### REQUEST
Please pull out every line of the entries below that contains the word "ocean".

### PROVIDED ENTRIES
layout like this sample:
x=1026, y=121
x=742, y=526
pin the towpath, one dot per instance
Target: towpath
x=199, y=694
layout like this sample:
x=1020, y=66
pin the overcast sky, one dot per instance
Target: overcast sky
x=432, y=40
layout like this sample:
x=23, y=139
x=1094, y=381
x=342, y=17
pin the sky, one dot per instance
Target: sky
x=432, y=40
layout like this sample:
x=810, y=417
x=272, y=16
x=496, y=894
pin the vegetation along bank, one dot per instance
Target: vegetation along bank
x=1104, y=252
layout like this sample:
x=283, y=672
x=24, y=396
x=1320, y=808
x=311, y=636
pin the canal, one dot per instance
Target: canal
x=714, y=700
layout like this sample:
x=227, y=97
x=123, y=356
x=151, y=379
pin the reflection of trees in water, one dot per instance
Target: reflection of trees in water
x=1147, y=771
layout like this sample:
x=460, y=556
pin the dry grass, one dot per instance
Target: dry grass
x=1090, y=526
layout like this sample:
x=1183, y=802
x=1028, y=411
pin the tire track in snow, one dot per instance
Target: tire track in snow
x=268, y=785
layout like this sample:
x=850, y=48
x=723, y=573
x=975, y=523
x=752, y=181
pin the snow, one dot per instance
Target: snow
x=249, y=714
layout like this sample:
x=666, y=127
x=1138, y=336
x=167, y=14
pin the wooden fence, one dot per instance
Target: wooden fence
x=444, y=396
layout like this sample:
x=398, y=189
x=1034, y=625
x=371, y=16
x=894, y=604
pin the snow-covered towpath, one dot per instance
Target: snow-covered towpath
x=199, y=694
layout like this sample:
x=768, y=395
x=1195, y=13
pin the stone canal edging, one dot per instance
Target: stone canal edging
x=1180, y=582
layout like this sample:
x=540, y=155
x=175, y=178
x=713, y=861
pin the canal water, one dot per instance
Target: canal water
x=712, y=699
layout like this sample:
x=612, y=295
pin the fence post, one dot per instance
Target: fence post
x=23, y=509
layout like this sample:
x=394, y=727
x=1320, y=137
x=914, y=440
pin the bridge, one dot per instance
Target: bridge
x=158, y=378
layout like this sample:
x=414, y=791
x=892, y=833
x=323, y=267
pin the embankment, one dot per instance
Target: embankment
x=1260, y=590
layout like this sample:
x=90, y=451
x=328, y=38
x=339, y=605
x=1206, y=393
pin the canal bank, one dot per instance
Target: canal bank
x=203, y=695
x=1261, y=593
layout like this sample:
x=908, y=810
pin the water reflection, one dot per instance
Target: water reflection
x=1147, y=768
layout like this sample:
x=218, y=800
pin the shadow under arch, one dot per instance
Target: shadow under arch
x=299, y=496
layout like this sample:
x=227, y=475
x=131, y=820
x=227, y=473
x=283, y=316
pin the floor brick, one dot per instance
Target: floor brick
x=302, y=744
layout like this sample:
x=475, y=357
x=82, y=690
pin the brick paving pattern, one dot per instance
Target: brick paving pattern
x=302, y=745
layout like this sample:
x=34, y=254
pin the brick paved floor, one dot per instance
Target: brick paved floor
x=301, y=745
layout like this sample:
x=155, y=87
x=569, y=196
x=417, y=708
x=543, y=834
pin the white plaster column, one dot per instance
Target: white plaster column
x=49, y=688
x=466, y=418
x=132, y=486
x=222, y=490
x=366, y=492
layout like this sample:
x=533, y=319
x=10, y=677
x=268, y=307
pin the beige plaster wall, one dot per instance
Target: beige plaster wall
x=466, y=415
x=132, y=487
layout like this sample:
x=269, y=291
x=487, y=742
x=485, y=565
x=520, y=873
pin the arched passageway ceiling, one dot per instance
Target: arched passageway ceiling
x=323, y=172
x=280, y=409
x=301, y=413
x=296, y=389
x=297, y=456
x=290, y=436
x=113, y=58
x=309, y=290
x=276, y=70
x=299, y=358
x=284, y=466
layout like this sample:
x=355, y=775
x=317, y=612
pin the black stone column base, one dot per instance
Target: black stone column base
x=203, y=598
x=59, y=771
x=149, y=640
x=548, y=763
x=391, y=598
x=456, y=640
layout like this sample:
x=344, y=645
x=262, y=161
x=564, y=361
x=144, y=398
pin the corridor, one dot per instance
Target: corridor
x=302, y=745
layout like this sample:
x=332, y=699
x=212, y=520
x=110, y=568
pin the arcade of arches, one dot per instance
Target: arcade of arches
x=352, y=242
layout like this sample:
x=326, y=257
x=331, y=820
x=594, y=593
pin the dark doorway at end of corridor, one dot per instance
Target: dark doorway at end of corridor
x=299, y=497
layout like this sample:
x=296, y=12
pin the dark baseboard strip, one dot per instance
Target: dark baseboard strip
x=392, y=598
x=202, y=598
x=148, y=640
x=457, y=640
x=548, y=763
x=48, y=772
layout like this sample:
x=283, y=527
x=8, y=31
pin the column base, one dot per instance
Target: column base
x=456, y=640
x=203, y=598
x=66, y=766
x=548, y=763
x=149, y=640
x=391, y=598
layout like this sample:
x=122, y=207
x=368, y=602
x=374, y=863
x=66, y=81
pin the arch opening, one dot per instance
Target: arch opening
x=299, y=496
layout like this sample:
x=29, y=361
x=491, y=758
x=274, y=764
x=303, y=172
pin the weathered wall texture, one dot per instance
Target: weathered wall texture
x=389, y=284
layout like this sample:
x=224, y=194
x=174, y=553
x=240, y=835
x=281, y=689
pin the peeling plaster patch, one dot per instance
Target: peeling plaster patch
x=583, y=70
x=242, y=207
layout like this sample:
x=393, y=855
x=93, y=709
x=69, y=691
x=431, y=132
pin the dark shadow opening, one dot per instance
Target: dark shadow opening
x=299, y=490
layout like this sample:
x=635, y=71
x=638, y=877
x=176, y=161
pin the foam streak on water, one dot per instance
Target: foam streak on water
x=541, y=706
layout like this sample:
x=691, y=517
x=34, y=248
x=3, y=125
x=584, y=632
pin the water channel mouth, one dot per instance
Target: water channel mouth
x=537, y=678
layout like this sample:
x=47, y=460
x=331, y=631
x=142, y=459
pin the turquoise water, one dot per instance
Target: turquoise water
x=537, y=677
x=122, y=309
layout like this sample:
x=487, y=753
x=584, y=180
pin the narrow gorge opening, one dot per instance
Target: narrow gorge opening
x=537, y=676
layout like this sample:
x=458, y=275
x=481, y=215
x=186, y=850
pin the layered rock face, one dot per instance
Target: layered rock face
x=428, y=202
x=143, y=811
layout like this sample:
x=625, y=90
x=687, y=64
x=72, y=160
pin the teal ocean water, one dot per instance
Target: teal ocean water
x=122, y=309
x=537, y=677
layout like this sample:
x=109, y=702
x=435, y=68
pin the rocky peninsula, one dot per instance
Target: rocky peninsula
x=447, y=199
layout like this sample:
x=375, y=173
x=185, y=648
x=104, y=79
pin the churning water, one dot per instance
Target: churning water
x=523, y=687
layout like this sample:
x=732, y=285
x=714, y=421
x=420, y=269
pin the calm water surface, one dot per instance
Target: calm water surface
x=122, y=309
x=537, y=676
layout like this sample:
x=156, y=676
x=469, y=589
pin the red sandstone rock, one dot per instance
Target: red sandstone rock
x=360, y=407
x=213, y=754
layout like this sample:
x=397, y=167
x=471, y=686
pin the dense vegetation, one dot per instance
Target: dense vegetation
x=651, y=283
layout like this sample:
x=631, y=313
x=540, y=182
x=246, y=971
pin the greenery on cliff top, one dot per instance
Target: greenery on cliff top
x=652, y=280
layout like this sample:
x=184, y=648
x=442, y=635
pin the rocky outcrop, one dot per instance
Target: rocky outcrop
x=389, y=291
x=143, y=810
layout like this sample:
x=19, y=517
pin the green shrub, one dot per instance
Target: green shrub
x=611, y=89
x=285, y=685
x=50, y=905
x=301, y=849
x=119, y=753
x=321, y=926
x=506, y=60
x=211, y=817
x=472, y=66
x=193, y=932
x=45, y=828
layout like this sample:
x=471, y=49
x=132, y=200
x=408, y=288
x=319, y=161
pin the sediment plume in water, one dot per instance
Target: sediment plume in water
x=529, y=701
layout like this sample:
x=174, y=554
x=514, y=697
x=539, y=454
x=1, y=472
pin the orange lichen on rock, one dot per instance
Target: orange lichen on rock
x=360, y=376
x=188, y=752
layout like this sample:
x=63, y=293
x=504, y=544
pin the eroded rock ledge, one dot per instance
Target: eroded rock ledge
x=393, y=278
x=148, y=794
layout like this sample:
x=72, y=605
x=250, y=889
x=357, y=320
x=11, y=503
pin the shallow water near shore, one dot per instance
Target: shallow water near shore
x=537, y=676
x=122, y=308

### SOLUTION TO THIS EXERCISE
pin the teal ocean water, one dot per instance
Target: teal ocean water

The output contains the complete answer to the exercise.